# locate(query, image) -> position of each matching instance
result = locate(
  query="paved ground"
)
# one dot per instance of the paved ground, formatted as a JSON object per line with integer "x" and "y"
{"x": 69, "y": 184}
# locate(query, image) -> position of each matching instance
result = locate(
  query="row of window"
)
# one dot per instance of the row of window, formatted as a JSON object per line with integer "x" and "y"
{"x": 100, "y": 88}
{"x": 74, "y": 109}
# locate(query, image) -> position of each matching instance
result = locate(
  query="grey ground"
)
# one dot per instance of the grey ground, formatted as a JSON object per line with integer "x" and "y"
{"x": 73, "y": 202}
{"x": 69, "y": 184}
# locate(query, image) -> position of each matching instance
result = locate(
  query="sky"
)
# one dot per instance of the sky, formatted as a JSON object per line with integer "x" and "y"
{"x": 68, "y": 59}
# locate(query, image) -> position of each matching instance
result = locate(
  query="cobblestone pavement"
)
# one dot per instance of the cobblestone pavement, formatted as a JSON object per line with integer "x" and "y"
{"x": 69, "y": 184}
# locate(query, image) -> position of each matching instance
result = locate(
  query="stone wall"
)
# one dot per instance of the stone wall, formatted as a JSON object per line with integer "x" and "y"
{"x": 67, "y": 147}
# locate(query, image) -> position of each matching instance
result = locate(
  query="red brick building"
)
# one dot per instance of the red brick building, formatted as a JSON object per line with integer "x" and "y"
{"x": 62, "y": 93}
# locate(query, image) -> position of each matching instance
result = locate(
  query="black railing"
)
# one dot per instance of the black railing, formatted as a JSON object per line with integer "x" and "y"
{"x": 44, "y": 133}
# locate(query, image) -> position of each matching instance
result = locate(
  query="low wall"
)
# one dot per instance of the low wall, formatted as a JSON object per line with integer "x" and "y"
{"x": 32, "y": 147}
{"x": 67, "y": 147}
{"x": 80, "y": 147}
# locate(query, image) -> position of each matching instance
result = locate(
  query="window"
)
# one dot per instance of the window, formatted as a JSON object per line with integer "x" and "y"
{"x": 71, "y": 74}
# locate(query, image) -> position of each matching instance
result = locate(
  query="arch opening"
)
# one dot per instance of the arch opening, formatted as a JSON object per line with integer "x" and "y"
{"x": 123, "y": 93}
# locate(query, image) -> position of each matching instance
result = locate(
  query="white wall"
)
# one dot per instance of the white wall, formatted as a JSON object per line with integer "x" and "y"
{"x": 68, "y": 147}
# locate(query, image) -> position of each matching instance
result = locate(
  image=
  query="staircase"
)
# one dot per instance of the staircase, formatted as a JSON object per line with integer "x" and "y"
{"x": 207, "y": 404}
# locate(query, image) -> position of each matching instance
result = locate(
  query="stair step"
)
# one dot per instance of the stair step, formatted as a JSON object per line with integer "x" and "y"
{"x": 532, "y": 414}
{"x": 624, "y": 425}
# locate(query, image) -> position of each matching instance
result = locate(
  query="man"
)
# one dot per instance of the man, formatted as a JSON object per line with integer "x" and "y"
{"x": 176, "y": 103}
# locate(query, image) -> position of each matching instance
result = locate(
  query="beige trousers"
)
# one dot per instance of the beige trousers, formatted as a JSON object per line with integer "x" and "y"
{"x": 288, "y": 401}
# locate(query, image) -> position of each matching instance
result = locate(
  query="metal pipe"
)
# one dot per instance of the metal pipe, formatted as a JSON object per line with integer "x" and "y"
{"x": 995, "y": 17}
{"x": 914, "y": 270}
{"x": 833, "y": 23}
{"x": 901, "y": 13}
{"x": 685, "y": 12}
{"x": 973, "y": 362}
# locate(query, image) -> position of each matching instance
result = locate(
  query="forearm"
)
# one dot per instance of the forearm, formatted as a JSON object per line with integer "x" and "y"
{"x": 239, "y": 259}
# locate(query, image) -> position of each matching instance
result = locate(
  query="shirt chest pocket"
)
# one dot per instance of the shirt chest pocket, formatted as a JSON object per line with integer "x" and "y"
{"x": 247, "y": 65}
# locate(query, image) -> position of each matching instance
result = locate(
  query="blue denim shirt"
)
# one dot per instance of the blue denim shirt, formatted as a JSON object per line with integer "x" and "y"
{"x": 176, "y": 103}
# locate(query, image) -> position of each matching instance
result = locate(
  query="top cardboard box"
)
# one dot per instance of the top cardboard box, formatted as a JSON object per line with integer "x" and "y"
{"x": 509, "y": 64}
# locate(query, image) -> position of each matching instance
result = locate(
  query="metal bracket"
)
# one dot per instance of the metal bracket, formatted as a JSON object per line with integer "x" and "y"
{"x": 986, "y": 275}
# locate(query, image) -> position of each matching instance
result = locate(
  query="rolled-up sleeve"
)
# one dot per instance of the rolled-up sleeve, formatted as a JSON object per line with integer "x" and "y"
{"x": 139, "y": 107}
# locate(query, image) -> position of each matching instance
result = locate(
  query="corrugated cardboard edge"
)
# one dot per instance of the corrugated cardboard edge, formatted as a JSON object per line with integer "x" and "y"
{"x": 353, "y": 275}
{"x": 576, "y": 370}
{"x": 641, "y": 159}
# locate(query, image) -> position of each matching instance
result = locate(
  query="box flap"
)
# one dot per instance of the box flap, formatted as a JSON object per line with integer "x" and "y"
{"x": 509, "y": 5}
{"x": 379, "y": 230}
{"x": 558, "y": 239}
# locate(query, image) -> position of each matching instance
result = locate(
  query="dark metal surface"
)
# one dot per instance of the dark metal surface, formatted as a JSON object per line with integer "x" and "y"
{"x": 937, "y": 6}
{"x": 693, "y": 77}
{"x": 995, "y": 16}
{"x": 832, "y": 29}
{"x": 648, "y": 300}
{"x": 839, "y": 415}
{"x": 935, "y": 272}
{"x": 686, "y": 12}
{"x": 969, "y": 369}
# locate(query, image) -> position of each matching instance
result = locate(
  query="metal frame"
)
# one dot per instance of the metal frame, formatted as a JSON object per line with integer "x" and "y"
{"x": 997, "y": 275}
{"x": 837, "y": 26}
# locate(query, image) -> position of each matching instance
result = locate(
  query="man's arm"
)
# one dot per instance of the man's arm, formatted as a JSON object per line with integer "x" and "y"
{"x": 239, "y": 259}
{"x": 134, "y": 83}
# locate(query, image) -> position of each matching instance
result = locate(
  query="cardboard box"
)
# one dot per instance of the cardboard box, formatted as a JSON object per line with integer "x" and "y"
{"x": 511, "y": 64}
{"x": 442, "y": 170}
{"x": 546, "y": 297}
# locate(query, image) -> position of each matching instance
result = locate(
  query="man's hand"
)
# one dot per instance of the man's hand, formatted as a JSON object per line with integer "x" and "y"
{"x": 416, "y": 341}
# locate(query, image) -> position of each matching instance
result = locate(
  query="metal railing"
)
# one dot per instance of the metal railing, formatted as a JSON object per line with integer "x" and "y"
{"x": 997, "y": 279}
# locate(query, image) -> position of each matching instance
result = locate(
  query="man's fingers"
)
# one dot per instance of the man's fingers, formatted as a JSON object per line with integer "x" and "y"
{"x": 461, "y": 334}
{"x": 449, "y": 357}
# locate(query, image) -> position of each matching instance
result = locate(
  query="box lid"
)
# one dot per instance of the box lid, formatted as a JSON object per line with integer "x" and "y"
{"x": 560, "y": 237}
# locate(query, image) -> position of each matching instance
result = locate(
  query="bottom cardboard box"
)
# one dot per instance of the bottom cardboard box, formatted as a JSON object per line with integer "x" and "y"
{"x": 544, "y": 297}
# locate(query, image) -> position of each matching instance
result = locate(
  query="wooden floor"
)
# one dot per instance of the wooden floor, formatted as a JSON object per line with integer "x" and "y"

....

__Task item__:
Starting with the first entry and ending with the last, give all of them again unchanged.

__Response for this exercise__:
# locate(query, image) -> position of each matching instance
result = locate(
  query="paved ground"
)
# one dot per instance of the paved ground, formatted as a JSON object per line with integer "x" and "y"
{"x": 69, "y": 184}
# locate(query, image) -> position of each matching instance
result = locate(
  query="row of window"
)
# one dot per instance of the row of window, formatted as a JSON object per line with integer "x" and "y"
{"x": 100, "y": 88}
{"x": 74, "y": 109}
# locate(query, image) -> position of each matching instance
result = locate(
  query="grey ground"
)
# one dot per instance of the grey ground, formatted as a JSON object per line with integer "x" and "y"
{"x": 73, "y": 202}
{"x": 69, "y": 184}
# locate(query, image) -> position of each matching instance
result = locate(
  query="sky"
)
# one dot per instance of the sky, formatted as a JSON object per line with integer "x" and "y"
{"x": 68, "y": 59}
# locate(query, image) -> position of each matching instance
result = locate(
  query="cobblestone pavement"
)
# one dot per instance of the cobblestone pavement, formatted as a JSON object per line with integer "x" and "y"
{"x": 69, "y": 184}
# locate(query, image) -> position of each matching instance
result = locate(
  query="stone wall"
)
# one dot per instance of the stone wall, formatted as a JSON object per line with integer "x" and "y"
{"x": 67, "y": 147}
# locate(query, image) -> position of each matching instance
result = locate(
  query="red brick building"
)
# one dot per instance of the red brick building, formatted as a JSON object per line with integer "x" and "y"
{"x": 62, "y": 93}
# locate(query, image) -> position of each matching instance
result = locate(
  query="black railing"
)
# one dot per instance of the black railing, formatted as a JSON object per line with integer "x" and "y"
{"x": 44, "y": 133}
# locate(query, image) -> position of each matching instance
result = locate(
  query="low wall"
)
# one dot per instance of the low wall, formatted as a JSON object per line with integer "x" and "y"
{"x": 32, "y": 147}
{"x": 67, "y": 147}
{"x": 80, "y": 147}
# locate(query, image) -> position of each matching instance
result = locate(
  query="window"
)
# one dot per instance of the window, formatted as a JSON object per line with integer "x" and "y"
{"x": 71, "y": 74}
# locate(query, image) -> position of each matching instance
result = locate(
  query="arch opening"
)
# one dot per instance of the arch opening, formatted as a JSON object per line with integer "x" and "y"
{"x": 123, "y": 93}
# locate(query, image) -> position of each matching instance
result = locate(
  query="white wall"
)
# one dot per instance of the white wall, formatted as a JSON object per line with integer "x" and "y"
{"x": 68, "y": 147}
# locate(query, image) -> position of each matching instance
result = locate(
  image=
  query="staircase"
)
# one dot per instance of the staircase, formatted as a JSON object per line with integer "x" and "y"
{"x": 207, "y": 404}
# locate(query, image) -> position of each matching instance
result = locate(
  query="stair step"
)
# one dot per instance of the stair step, formatted as a JSON object per line with integer "x" and "y"
{"x": 532, "y": 414}
{"x": 624, "y": 425}
# locate(query, image) -> position of each matching instance
result = locate(
  query="man"
)
# one dot per instance of the man, formatted as a JSON object per line with integer "x" and "y"
{"x": 176, "y": 103}
# locate(query, image) -> position of each matching instance
result = locate(
  query="beige trousers"
)
# one dot per instance of the beige trousers, formatted as a JSON object per line with integer "x" and "y"
{"x": 288, "y": 401}
# locate(query, image) -> position of each matching instance
result = locate(
  query="metal pipe"
)
# one dot per instance of the metal pipe, formatted as a JSON object per line with integer "x" and "y"
{"x": 995, "y": 17}
{"x": 914, "y": 270}
{"x": 833, "y": 23}
{"x": 901, "y": 13}
{"x": 685, "y": 12}
{"x": 973, "y": 362}
# locate(query, image) -> position of each matching instance
result = locate(
  query="forearm"
)
# one dot per instance of the forearm, formatted as a JSON object per line with integer "x" and "y"
{"x": 239, "y": 259}
# locate(query, image) -> position of each matching instance
result = locate(
  query="shirt chest pocket"
)
# one dot per instance of the shirt chest pocket, formatted as a JSON object per line with integer "x" and "y"
{"x": 247, "y": 65}
# locate(query, image) -> position of each matching instance
result = locate(
  query="blue denim shirt"
)
# one dot per instance of the blue denim shirt, formatted as a JSON object per line with integer "x" and "y"
{"x": 176, "y": 103}
# locate(query, image) -> position of each matching instance
result = locate(
  query="top cardboard box"
)
# one dot per instance of the top cardboard box, formatted as a JSON object per line with integer "x" and "y"
{"x": 509, "y": 64}
# locate(query, image) -> position of each matching instance
result = locate(
  query="metal bracket"
)
# one dot per instance of the metal bracket, formatted as a JSON object per line with integer "x" and "y"
{"x": 986, "y": 275}
# locate(query, image) -> position of each matching instance
result = locate(
  query="rolled-up sleeve"
)
# one dot per instance of the rolled-up sleeve, formatted as a JSON object per line with integer "x" and "y"
{"x": 139, "y": 107}
# locate(query, image) -> position of each matching instance
result = locate(
  query="corrugated cardboard edge"
)
# one dot per instance of the corrugated cardboard edge, formatted as a JSON object per line with integer "x" and "y"
{"x": 353, "y": 275}
{"x": 576, "y": 370}
{"x": 641, "y": 159}
# locate(query, image) -> position of each matching instance
result = locate(
  query="box flap"
)
# one dot per instance of the box flap, formatted as a JSON object per line with integer "x" and "y"
{"x": 509, "y": 5}
{"x": 379, "y": 230}
{"x": 558, "y": 239}
# locate(query, image) -> position of each matching instance
result = locate(
  query="dark metal surface"
)
# one dot per instance of the dark metal surface, formatted as a JSON object per line with integer "x" and "y"
{"x": 937, "y": 6}
{"x": 693, "y": 77}
{"x": 995, "y": 16}
{"x": 832, "y": 29}
{"x": 648, "y": 300}
{"x": 839, "y": 415}
{"x": 935, "y": 272}
{"x": 686, "y": 12}
{"x": 969, "y": 369}
# locate(query, image) -> position of each matching instance
result = locate(
  query="metal frame"
)
# one dot per instance of the metal frame, formatted as a JSON object per line with integer "x" and "y"
{"x": 997, "y": 275}
{"x": 837, "y": 26}
# locate(query, image) -> position of each matching instance
result = locate(
  query="man's arm"
)
# one dot per instance of the man's arm, formatted as a JSON object per line with integer "x" and "y"
{"x": 239, "y": 259}
{"x": 134, "y": 83}
# locate(query, image) -> position of each matching instance
result = locate(
  query="cardboard box"
)
# one dot per instance of the cardboard box, formatted as a JSON object per line with integer "x" and "y"
{"x": 511, "y": 64}
{"x": 442, "y": 170}
{"x": 546, "y": 297}
# locate(query, image) -> position of each matching instance
result = locate(
  query="man's hand"
)
# one dot per instance of the man's hand, formatted as a JSON object per line with integer "x" and "y"
{"x": 416, "y": 341}
# locate(query, image) -> position of each matching instance
result = locate(
  query="metal railing"
)
# one dot per instance of the metal railing, formatted as a JSON object per line with integer "x" and "y"
{"x": 997, "y": 279}
# locate(query, image) -> position of each matching instance
result = locate(
  query="man's fingers"
)
# one dot per instance of the man's fingers, formatted as a JSON object per line with integer "x" and "y"
{"x": 461, "y": 334}
{"x": 449, "y": 357}
# locate(query, image) -> position of each matching instance
result = locate(
  query="box lid"
)
# one dot per instance of the box lid, formatted as a JSON object per line with integer "x" and "y"
{"x": 560, "y": 237}
# locate(query, image) -> position of each matching instance
result = locate(
  query="bottom cardboard box"
)
# one dot per instance of the bottom cardboard box, formatted as a JSON object per line with integer "x" and "y"
{"x": 544, "y": 297}
# locate(query, image) -> position of each matching instance
result = locate(
  query="wooden floor"
)
# one dot per instance of the wooden floor, formatted as a JSON object per line with integer "x" and "y"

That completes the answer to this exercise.